## SUPPLIED RECORDS
.....

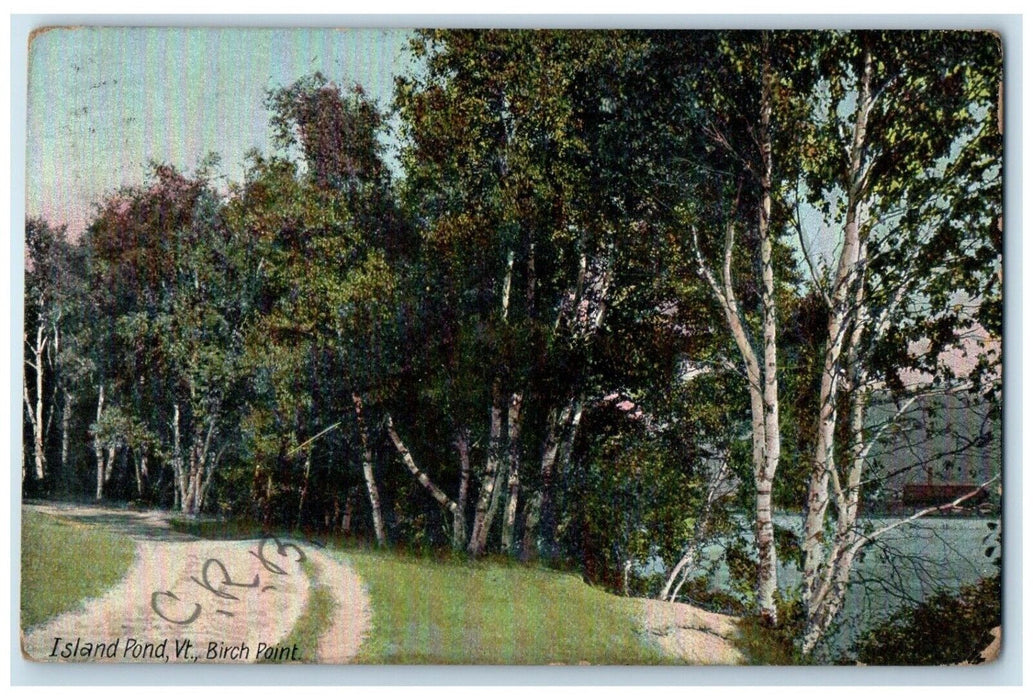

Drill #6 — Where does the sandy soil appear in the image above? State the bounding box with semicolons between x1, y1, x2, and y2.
22;506;370;663
641;600;746;666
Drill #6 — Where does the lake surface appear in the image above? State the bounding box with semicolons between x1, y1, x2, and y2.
681;514;1000;656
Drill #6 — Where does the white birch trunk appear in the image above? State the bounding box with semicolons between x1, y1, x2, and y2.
803;46;873;618
93;384;104;501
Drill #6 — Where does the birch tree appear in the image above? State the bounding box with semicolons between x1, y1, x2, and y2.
800;32;1001;653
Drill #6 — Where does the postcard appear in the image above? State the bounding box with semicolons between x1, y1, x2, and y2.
21;26;1010;666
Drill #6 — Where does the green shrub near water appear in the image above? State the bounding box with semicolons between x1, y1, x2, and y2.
855;575;1001;666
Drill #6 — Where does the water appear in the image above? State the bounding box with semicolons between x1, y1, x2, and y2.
673;514;1000;657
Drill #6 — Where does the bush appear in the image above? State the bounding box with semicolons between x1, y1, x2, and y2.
854;575;1001;666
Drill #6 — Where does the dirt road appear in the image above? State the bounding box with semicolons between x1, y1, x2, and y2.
22;504;371;663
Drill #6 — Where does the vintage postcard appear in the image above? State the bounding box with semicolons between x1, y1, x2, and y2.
21;26;1008;666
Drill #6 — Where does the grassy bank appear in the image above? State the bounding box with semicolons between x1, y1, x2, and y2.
344;550;671;665
165;519;678;665
22;510;134;630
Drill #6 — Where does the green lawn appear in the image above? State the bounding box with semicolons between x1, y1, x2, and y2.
22;511;134;630
344;550;671;665
166;520;679;665
277;561;337;664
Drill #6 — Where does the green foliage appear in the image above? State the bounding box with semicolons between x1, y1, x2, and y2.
853;575;1001;666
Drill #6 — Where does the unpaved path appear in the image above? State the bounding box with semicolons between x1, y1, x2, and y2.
22;504;371;663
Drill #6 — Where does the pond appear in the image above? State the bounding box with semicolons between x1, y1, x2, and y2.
677;514;1000;657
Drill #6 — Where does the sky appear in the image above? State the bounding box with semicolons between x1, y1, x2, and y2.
26;27;411;235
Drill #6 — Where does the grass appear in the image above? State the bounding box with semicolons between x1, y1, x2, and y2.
264;560;337;664
345;550;671;665
165;519;679;665
22;511;135;630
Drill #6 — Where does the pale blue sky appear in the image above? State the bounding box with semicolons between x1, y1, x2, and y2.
26;27;410;234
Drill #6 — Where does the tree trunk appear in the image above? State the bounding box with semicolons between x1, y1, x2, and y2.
452;429;470;550
22;324;46;481
803;45;873;623
296;451;312;529
387;415;466;548
469;379;503;556
502;393;524;553
754;41;782;626
351;393;387;547
61;391;73;478
173;404;187;512
93;384;104;501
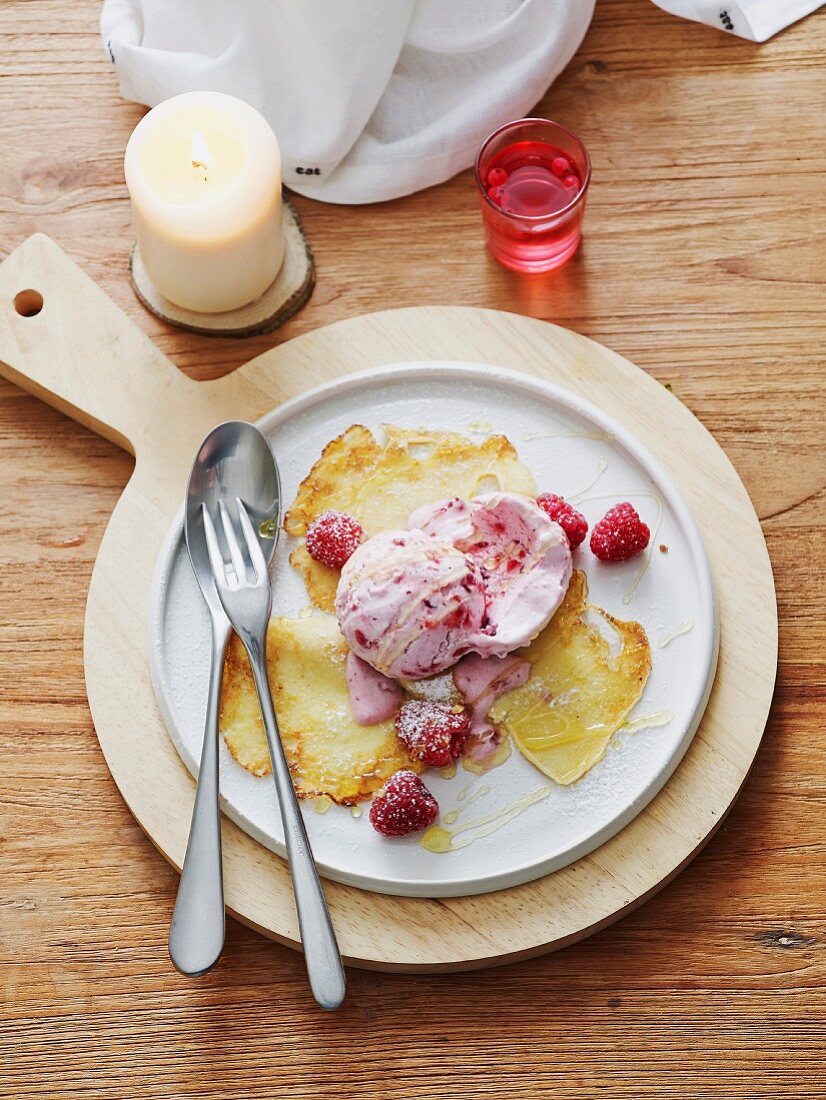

.....

## EXERCISE PROMPT
Render the lines above as a JSON list of strings, one string per line, omitting blank lines and leaving out the pictures.

## FINISHED TASK
[
  "Drill #6 — Where does the sandy soil appear in the image above? State the bounding box with semicolons between x1, y1, x2, and y2.",
  "22;506;370;663",
  "641;600;746;666",
  "Drill #6 — Where does the lake surface appear in the image above? State the bounding box with semicolons between x1, y1, x2, and y2.",
  "681;514;1000;656",
  "Drill #6 — Where does the white birch trunk appear in the image above? State the bounding box with semicolons between x1, y1, x2, and y2.",
  "803;46;873;618",
  "93;384;104;501",
  "Drill #6 — Where does the birch tree appear in the image above? State the bounding box with semicolons between x1, y1, x2, and y2.",
  "800;32;1001;653",
  "Drill #6 — Where does the postcard appear in the image above? State the bounding box with semicolons between x1, y1, x2, and y2.",
  "21;26;1010;666",
  "Drill #6 — Where does the green shrub near water appear in the image above? State the bounding box with semicolons between x1, y1, x2, and y2.",
  "855;575;1001;666",
  "Drill #6 — Where does the water appear in the image above? State the bounding box with semicolons between x1, y1, x2, and y2.",
  "673;514;1000;657",
  "Drill #6 — Where does the bush appear in the image above? State the bounding box with semicolons between x1, y1, x2, and y2.",
  "854;575;1001;666",
  "Drill #6 — Where does the dirt road appear in the image above? State the bounding box with semicolons between x1, y1, x2, and y2.",
  "22;504;371;663",
  "Drill #6 — Where does the vintage postcard appear in the image above? State the bounding box with semicolons between x1, y1, x2, and y2.",
  "21;26;1008;666",
  "Drill #6 — Where does the grassy bank appear in the image above? State the bounding box with semicolons between x1, y1, x2, and y2.",
  "344;550;671;665",
  "165;519;678;665",
  "22;510;134;630",
  "Drill #6 — Where does the green lawn appear in the image above? State the bounding box with semicolons between x1, y1, x2, and y2.",
  "22;511;134;630",
  "344;550;671;665",
  "166;520;679;665",
  "277;561;337;664",
  "Drill #6 — Where does the green foliage appear in the image above? State the bounding box with semicolons between x1, y1, x2, and y2.",
  "853;575;1001;666",
  "Drill #6 — Where does the unpaved path appear in the image above? State the bounding box with semicolons between x1, y1, x2, and y2.",
  "22;504;371;663",
  "Drill #6 — Where does the pond appear in the image above? State the bounding box with semicolons between x1, y1, x2, and y2.",
  "677;514;1000;657",
  "Drill #6 — Where does the sky appear in the image above? State the bounding box with semicolons between x1, y1, x2, and y2.",
  "26;27;411;235",
  "Drill #6 — Where does the grass appear in the image above? State the bounding box with semicolons between x1, y1, x2, and y2.",
  "264;560;337;664",
  "345;550;671;665",
  "165;519;679;665",
  "22;511;135;630",
  "Drill #6 — Where does the pale blue sky appear in the image above? State the bounding box with semicolons between x1, y1, x2, and y2.",
  "26;27;410;234",
  "Drill #6 — Where does the tree trunk appear in the image above? State the bounding box with semicolons between x1, y1, x2, and y2.",
  "452;429;470;550",
  "22;324;46;481",
  "803;45;873;623",
  "296;451;312;529",
  "387;415;466;548",
  "469;379;503;556",
  "502;393;524;553",
  "754;41;782;626",
  "351;393;387;547",
  "61;391;73;478",
  "173;404;187;512",
  "93;384;104;501"
]